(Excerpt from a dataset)

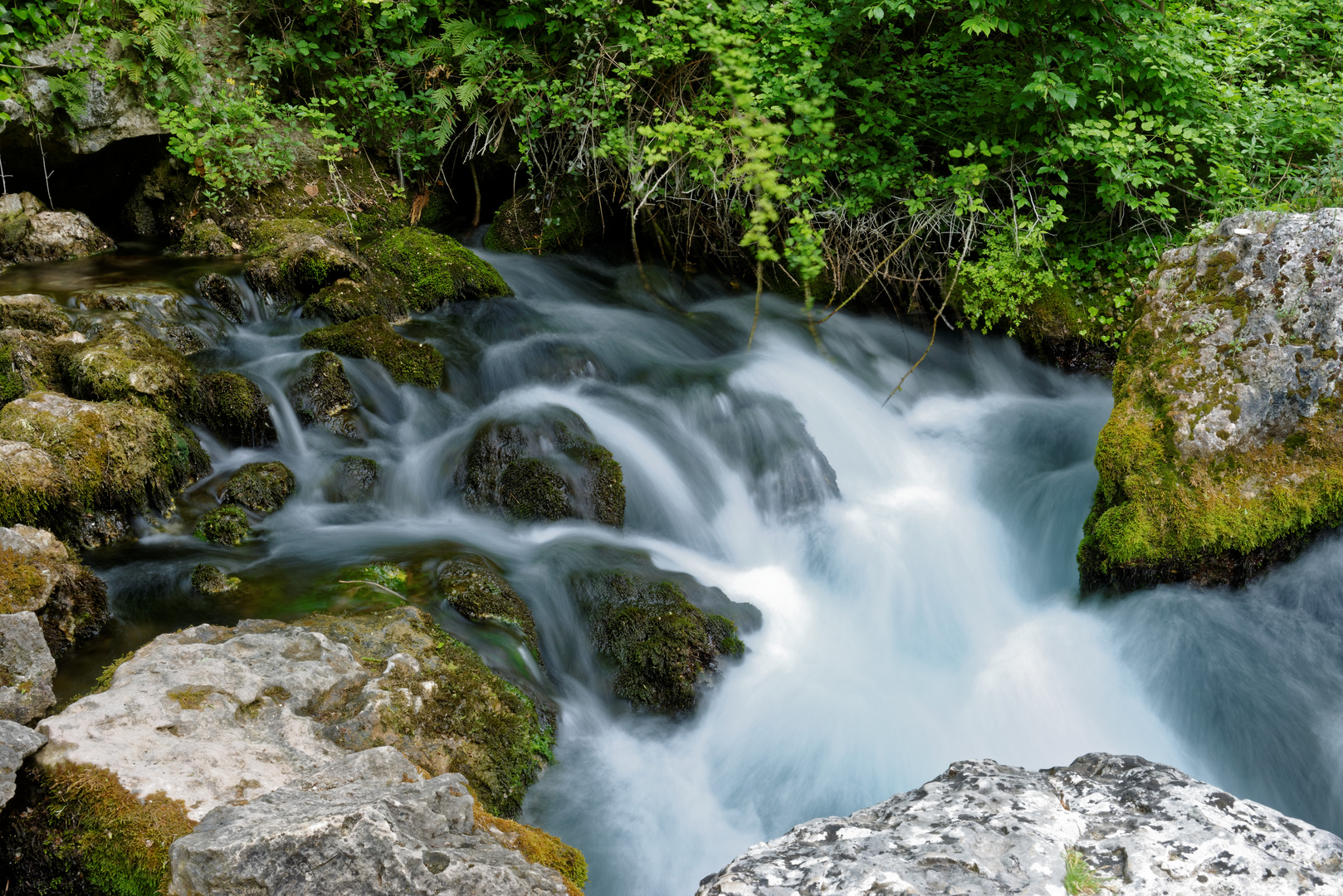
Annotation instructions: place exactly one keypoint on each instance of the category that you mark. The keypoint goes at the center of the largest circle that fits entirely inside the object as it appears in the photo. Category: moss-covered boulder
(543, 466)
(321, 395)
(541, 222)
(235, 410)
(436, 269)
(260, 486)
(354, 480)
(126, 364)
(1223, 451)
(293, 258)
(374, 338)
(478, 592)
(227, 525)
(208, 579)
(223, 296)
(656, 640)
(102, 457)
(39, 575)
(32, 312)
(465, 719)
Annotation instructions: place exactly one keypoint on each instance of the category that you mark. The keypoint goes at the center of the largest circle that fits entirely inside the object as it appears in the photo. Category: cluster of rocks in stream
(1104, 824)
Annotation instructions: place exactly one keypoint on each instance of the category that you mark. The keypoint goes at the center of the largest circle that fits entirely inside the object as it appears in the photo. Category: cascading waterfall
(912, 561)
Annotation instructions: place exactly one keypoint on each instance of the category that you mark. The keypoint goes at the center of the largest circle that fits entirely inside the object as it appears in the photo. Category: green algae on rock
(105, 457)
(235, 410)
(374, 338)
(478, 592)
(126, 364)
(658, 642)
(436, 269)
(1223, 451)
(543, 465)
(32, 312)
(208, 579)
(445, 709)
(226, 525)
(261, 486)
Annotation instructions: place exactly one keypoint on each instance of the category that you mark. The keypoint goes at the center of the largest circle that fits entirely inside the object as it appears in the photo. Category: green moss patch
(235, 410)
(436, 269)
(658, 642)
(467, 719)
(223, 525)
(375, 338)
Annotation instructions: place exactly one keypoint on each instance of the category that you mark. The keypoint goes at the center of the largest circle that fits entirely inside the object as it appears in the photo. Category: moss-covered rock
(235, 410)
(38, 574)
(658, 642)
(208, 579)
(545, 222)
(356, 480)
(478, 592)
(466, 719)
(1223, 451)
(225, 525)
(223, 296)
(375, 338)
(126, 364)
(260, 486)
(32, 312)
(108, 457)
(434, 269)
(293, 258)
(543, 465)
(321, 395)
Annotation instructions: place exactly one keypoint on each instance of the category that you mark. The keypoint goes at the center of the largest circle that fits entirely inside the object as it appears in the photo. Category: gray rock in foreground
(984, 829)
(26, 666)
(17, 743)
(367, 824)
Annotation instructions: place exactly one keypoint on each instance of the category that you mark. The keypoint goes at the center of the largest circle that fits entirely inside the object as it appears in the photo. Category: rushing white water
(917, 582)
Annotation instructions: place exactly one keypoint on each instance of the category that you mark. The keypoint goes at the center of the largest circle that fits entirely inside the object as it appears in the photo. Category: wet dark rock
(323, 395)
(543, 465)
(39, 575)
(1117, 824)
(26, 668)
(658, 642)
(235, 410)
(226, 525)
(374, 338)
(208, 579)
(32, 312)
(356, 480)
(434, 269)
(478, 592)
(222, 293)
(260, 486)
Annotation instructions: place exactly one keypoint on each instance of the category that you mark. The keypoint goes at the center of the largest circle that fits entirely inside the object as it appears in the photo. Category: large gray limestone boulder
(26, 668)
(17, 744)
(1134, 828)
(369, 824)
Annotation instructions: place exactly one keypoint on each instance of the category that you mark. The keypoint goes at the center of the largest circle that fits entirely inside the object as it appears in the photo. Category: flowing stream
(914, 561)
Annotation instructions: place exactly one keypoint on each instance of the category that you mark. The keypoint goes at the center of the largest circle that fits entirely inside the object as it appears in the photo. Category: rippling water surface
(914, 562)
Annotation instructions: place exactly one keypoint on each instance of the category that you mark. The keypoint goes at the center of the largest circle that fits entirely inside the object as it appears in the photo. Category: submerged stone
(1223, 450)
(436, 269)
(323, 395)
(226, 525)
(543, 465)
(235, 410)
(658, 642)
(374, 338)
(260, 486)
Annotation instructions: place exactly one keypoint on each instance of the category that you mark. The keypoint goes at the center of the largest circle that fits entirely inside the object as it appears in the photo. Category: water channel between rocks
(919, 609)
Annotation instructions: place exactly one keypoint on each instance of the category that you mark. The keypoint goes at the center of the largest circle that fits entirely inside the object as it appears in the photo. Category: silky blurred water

[Objective]: Write out each line again precisely as it appears, skipping every picture.

[The result]:
Annotation instructions: place exactly one keypoint on each instance of the category that you mark. The keypoint goes at the center of the largest circle that fits entirely inside the object as it appears in the photo. Category: moss-covered boulder
(543, 466)
(321, 395)
(541, 222)
(235, 410)
(436, 269)
(260, 486)
(354, 480)
(126, 364)
(1223, 451)
(293, 258)
(374, 338)
(478, 592)
(227, 525)
(208, 579)
(223, 296)
(656, 640)
(102, 457)
(39, 575)
(32, 312)
(465, 719)
Annotation instructions: place exactly one keypoint on each instance of the category that you mark. The keypoint goes at the center of the largest circle that fits entirely inside the object as it appears in the photo. Category: cluster of rocks in stream
(1104, 824)
Annotation instructions: place exactly one keypoint on each instance of the category that you mark. The keypoint goes at the center of the largest circle that fits entirely inside the object as it appears in the photo. Category: cascading waterfall
(912, 561)
Annotation instructions: place exactly one keypoint on each instance of the category that you mark. The keypoint goes at the center of the largest circle that fits entirely inside the object as it appears in the photo. Category: green algae on rock
(105, 457)
(235, 410)
(374, 338)
(478, 592)
(126, 364)
(658, 642)
(436, 269)
(1223, 451)
(543, 465)
(32, 312)
(208, 579)
(445, 709)
(226, 525)
(261, 486)
Annotation instructions: place exactly one keypoint on each instance of the category that you mark. The keypoint goes at the center of the largest circle that fits entirely inside the object as it appears in the photo. Category: green moss patch
(235, 410)
(436, 269)
(658, 642)
(467, 719)
(223, 525)
(375, 338)
Annotation instructions: place exactly one keypoint on each instance of the category that you mark. The keypoint goes at the center of the largest circle that fits entirely inside the object as it appears in the photo. Category: moss-covered rock
(235, 410)
(38, 574)
(658, 642)
(208, 579)
(545, 222)
(356, 480)
(478, 592)
(466, 719)
(1223, 451)
(225, 525)
(223, 296)
(375, 338)
(126, 364)
(260, 486)
(32, 312)
(108, 457)
(434, 269)
(293, 258)
(543, 465)
(321, 395)
Annotation instructions: place exactly one keypoint on each instance of the category that you mark. The keypoint goes at the center of the largest circle that fits entirely inside the object as it appears in the photo. Category: gray rock in foreground
(984, 829)
(26, 666)
(17, 743)
(367, 824)
Annotation instructions: place exactly one keypoint on each instance of the category that you mark. The keypoint goes at the center of the largest circle that fits entirely inside the object as it appears in the photo. Category: rushing white water
(917, 582)
Annotation instructions: place exactly one keypoint on each instance of the category that you mark. The keypoint goes at the center of the largest circle that fits entirely inside the object as it appears in the photo. Category: wet dark rock
(323, 395)
(543, 465)
(39, 575)
(1117, 824)
(26, 668)
(658, 642)
(235, 410)
(226, 525)
(374, 338)
(208, 579)
(32, 312)
(356, 480)
(434, 269)
(478, 592)
(222, 293)
(260, 486)
Annotation instructions: place exactly one keypoint on each instance of the category that you mark. The keypoint goes at the center of the largest circle that fits entirely inside the object as it appears in the photo. Category: large gray limestone boulder
(26, 668)
(17, 744)
(1134, 828)
(369, 824)
Annotation instructions: place exactly one keypoint on each instance of the category that you mark. The keypoint goes at the center of the largest circle that fits entirely inside the object as it appears in the photo. Category: flowing stream
(914, 561)
Annotation instructions: place exactly one keypoint on each instance of the category that you mark. The keypoint goes at the center of the largest circle that fits entirely inside the object as it appears in the photo. Category: rippling water surface
(914, 562)
Annotation instructions: place exactly one keypoint on each instance of the category that you mark. The keypoint goes at the center of the largest circle that fits entirely inside the object as it appears in the photo. Category: submerged stone
(1223, 450)
(436, 269)
(323, 395)
(226, 525)
(543, 465)
(235, 410)
(658, 642)
(374, 338)
(260, 486)
Annotation instructions: place exactly one keypoint on each instance of the category that you mark. The keypoint goes at the center of the largest circle that fits entirely inside the object as it appears in the photo. Category: water channel between rocks
(919, 609)
Annotation instructions: place exactly one keypoint on each instance of the category that you mark. The keypoint goes at the center of the largest circle that fits entirely inside the object as it appears in the photo. Category: silky blurred water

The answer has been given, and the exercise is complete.